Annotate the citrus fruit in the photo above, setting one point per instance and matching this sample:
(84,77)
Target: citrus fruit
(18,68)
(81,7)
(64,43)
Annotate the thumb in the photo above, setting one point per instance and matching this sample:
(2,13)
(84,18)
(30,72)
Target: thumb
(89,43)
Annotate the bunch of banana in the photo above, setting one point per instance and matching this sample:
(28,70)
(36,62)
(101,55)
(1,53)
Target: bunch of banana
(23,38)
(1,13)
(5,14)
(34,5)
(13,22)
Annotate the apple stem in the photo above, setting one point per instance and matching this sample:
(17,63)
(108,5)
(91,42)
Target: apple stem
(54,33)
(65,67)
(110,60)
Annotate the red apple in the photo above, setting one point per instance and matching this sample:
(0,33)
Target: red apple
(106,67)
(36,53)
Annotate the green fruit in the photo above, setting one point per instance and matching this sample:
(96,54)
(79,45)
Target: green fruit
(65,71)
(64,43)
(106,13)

▶ _Task requirements_: Copy out every row above, swapping "setting" for "placing" wherever it occurs and leaving everything else unchanged.

▶ _Solved exercise_:
Annotate the citrus fruit in the photo above, placing one point per instance and matching this sample:
(84,77)
Target: citrus fruit
(18,68)
(81,7)
(64,43)
Annotate the thumb in the photo above, placing one point per instance and matching this sample:
(2,13)
(84,18)
(30,72)
Target: thumb
(89,43)
Annotate the bunch of banana in the photo above, placing one point per instance and matching this sample:
(28,70)
(36,62)
(101,55)
(1,53)
Target: bunch of banana
(23,38)
(1,13)
(5,14)
(34,5)
(13,22)
Annotate the apple stem in the photo above, placing one point per instance and matching this sample:
(17,63)
(108,5)
(91,42)
Target: apple stem
(54,33)
(65,67)
(110,60)
Annotate the red apple in the photo above, placing one point per instance and matching this sample:
(0,33)
Target: red apple
(106,67)
(36,53)
Annotate the green fruit in the photo above, placing one point per instance and matching this sample:
(96,54)
(79,45)
Target: green fruit
(65,71)
(64,43)
(106,13)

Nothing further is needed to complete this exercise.